◆ Problem details:
Give the stretch of the entries below from the line containing "Task: Where can the blurred" through the line containing "[[474, 734]]" as a numbered list, skipping any blank lines.

◆ Items:
========================
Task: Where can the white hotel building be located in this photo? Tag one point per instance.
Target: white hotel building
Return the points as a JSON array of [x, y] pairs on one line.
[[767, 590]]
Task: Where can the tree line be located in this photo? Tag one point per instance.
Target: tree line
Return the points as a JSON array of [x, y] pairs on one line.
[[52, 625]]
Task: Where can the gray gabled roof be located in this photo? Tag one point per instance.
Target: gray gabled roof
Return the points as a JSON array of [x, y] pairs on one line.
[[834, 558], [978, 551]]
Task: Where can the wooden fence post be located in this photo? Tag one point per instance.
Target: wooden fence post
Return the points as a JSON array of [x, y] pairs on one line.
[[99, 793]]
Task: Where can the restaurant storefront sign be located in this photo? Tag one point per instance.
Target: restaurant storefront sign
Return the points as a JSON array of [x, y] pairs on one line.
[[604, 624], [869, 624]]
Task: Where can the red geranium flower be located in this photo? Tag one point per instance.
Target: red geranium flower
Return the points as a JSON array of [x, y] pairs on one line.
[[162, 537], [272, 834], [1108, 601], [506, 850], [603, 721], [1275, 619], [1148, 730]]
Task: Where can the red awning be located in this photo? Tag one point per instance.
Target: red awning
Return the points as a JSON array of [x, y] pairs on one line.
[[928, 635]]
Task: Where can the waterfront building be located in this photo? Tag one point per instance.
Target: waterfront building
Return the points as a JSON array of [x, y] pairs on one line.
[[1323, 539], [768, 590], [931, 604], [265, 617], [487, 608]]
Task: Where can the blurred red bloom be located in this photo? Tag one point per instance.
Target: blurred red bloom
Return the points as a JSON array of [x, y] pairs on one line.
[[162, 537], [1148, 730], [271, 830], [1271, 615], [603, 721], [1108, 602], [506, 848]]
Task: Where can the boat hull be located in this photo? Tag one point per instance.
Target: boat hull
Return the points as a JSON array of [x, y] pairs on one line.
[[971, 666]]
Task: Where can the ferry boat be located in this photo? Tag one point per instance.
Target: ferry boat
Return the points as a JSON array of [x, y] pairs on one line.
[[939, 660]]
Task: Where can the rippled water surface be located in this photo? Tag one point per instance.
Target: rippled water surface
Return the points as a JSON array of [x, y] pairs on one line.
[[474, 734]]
========================
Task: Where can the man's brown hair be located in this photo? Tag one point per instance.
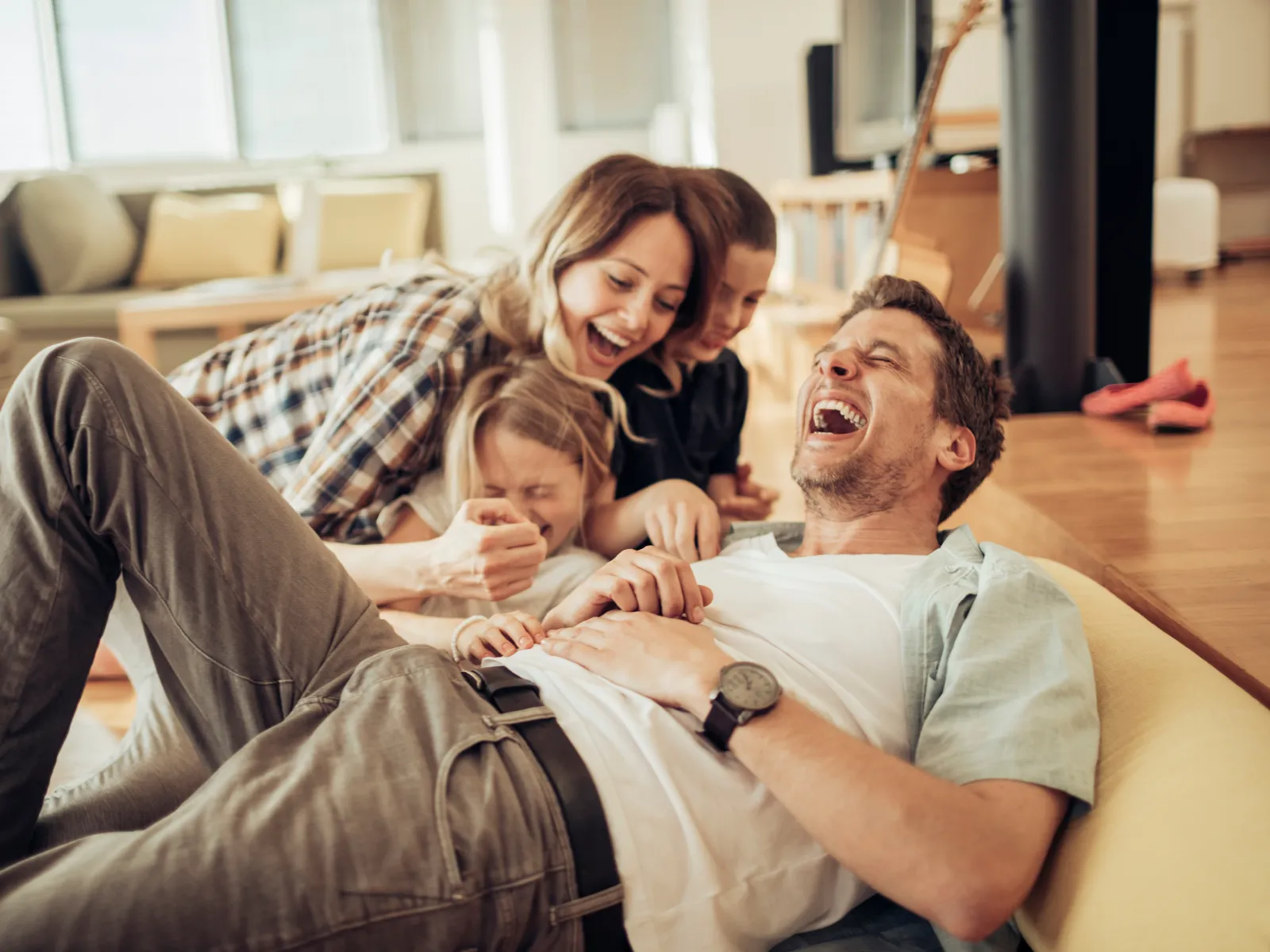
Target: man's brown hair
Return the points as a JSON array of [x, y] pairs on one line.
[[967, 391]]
========================
◆ Response to this exercise:
1. Task: Where can the blurred red bloom be located in this photo? Tag one point per instance.
2. Target: blurred red bloom
3. Return the points as a JSON array of [x, y] pairs on one line.
4. [[162, 537], [1148, 730], [271, 830], [1271, 615], [603, 721], [1108, 602], [506, 848]]
5. Task: Where can the boat hull be located in this photo? Tag one point per instance.
6. Target: boat hull
7. Return the points as a JSON array of [x, y] pairs on one line.
8. [[971, 666]]
9. Task: Where can the ferry boat be located in this photo? Tag one point per instance.
10. Target: ferry boat
11. Return the points as a JSON array of [x, y] pairs on one line.
12. [[939, 660]]
13. Task: Where can the rippled water surface be located in this photo? Tag one point per instance.
14. Target: rippled water surface
15. Return the points as a JSON array of [x, y] pairs on one line.
16. [[474, 734]]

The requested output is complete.